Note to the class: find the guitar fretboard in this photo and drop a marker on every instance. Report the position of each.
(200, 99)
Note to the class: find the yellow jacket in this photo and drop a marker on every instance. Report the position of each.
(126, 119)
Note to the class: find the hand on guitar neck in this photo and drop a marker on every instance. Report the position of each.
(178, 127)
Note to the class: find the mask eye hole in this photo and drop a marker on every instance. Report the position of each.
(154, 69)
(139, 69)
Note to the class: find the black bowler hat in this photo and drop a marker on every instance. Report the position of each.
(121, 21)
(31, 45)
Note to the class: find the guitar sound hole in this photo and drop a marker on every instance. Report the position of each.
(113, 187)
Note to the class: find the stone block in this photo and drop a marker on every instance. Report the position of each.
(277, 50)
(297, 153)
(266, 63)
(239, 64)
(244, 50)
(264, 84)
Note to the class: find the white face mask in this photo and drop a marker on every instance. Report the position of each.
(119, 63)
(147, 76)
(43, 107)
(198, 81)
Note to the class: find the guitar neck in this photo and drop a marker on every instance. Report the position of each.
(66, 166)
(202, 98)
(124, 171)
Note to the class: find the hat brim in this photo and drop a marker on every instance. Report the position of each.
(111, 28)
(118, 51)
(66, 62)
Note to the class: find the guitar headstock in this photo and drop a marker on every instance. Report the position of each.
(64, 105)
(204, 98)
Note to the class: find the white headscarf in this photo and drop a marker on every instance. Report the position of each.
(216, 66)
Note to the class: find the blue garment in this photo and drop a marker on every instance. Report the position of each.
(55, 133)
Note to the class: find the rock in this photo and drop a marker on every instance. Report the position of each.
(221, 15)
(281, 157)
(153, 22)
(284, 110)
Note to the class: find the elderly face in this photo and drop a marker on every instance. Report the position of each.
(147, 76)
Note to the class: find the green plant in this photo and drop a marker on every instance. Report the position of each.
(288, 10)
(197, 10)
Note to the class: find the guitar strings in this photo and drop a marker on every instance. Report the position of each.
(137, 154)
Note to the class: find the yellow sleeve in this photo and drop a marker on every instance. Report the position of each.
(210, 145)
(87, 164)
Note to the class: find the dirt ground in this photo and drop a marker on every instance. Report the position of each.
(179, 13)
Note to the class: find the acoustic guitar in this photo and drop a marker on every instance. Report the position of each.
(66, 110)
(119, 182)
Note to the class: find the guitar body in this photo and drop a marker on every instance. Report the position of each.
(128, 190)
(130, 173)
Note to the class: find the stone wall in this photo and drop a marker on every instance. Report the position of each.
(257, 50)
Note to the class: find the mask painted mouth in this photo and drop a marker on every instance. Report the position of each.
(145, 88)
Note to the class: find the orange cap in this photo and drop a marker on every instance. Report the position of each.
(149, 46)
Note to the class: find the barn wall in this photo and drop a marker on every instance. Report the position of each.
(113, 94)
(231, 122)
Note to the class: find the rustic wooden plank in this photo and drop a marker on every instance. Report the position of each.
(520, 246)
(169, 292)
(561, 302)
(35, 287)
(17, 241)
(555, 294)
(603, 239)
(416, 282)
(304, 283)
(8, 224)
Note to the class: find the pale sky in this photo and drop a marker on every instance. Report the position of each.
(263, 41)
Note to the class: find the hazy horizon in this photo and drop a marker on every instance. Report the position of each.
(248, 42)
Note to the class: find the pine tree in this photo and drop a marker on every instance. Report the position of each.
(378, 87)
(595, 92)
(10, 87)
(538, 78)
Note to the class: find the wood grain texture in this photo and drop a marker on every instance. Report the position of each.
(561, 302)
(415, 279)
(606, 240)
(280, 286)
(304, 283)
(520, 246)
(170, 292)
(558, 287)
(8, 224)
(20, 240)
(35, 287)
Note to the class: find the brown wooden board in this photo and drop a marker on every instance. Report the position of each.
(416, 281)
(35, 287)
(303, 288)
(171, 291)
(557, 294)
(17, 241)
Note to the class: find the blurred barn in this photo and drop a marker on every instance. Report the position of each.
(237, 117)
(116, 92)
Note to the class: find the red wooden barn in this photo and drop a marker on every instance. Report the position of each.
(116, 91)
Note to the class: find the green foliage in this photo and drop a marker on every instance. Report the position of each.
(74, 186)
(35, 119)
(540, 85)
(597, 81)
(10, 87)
§ §
_WHAT YOU HAVE TO DO_
Output the full listing exactly as given.

_COMPLETED EXERCISE_
Note to the class: find the guitar fretboard in this photo and drop a marker on every instance. Report the position of each.
(200, 99)
Note to the class: find the yellow jacket in this photo and drop a marker on every instance. Report the position of each.
(126, 119)
Note to the class: find the hand on guitar neck in this photo and drop a marker on every instance. Report the position of each.
(178, 127)
Note to the class: find the mask eye hole in this photo and drop a marker on every instance. Report the position of each.
(154, 69)
(139, 69)
Note to the class: find the black bowler hat in this photo and drop a marker on every instance. Report the position of each.
(121, 21)
(31, 45)
Note to the class: find the guitar sound hole in this photo and drop a marker on every instance. Report the position of each.
(113, 187)
Note to the class: find the stone block in this photo and drop a marker on every instance. Report the position of each.
(277, 50)
(297, 153)
(266, 63)
(239, 64)
(244, 50)
(264, 84)
Note to the class: find the white face mask in this photo and drop a marker on every instance. Report the position of each.
(119, 63)
(147, 76)
(43, 107)
(198, 81)
Note to the class: find the guitar neck in this photo and drop a marker on every instance. Report the position of each.
(66, 166)
(202, 98)
(124, 171)
Note to the class: find the hat brim in this photo and drop a marker on every instance. Report the position of each.
(111, 28)
(118, 51)
(66, 62)
Note to the class: find the guitar headstock in this photo and drop a marker on every instance. Report the position of each.
(64, 105)
(204, 98)
Note to the class: find the white headscarf in this photo and drop a marker on every instance. Report the position of each.
(216, 66)
Note to the class: find the blue garment in this photo and drop a marker on every instance. Report the position of each.
(55, 133)
Note to the class: find the rock in this photo and drop a marker on every instance. Report the position of each.
(221, 15)
(281, 157)
(153, 22)
(284, 110)
Note to the class: find the elderly face in this photo and drop a marker on every instance. Report the position of each.
(147, 76)
Note to the class: find the green plant in this photo and drop a marker on every instance. Report the position of each.
(288, 10)
(197, 10)
Note to the class: find the guitar strings in this photo and drop a marker on every instance. Report the position of each.
(137, 154)
Note to the class: find the yellow sleeve in this photo and drop a marker on every instance. Report the position of each.
(210, 145)
(87, 164)
Note to the class: find the dirt ground in this photo and drop a marker on every instance. Report the position of each.
(179, 13)
Note to the class: find the acoustic guitar in this photo and drop a marker on every instance. Report the position of each.
(66, 110)
(119, 182)
Note to the class: find the guitar body in this photo and drop a marker on every instance. Report the position of each.
(128, 190)
(130, 173)
Note to the class: find the stone wall in this photo and drop a marker on every instance. Report the position of each.
(257, 50)
Note to the class: find the mask painted mouth in this photo and drop a marker on every instance. Report the position of each.
(145, 88)
Note to the class: find the orange cap in this photo and drop a marker on every instance. Report the position of each.
(149, 46)
Note to the class: find the barn wall in this photo and drop a marker on every instance. Report the position of each.
(113, 94)
(231, 122)
Note to the class: find the rustic wooden plank in this photo and drop a marker on every instance. Report the position of each.
(520, 246)
(169, 292)
(561, 302)
(35, 287)
(17, 241)
(555, 294)
(603, 239)
(416, 282)
(304, 283)
(8, 224)
Note to the class: find the pale sky in this photo and drop a marker on every instance. Report the position of each.
(263, 41)
Note to the class: find the hazy horizon in this photo and drop a marker on every instance. Report the position of each.
(248, 42)
Note to the class: find the pine tree in this photo and drop a marker on every instance. Report the position of each.
(378, 87)
(595, 92)
(10, 87)
(538, 78)
Note to the class: find the wood grain texture in this photo and drop a marker on every instance. Report the position of each.
(561, 302)
(415, 279)
(606, 240)
(280, 286)
(304, 283)
(520, 246)
(170, 292)
(558, 287)
(8, 224)
(20, 240)
(35, 287)
Note to the class: find the brown wooden board in this photo and drop a marker on every instance. Report the position of each.
(416, 281)
(35, 287)
(303, 288)
(171, 291)
(557, 294)
(17, 241)
Note to the class: find the blurred barn in this photo and drop a marker on every instance. Report the position of each.
(237, 117)
(116, 92)
Note to the class: find the red wooden barn in this photo and drop a marker on every instance. Report the position of each.
(116, 91)
Note to the class: find the green foliage in this photo and drop a marker on every instance. Report the position of each.
(74, 186)
(35, 119)
(540, 85)
(597, 81)
(10, 87)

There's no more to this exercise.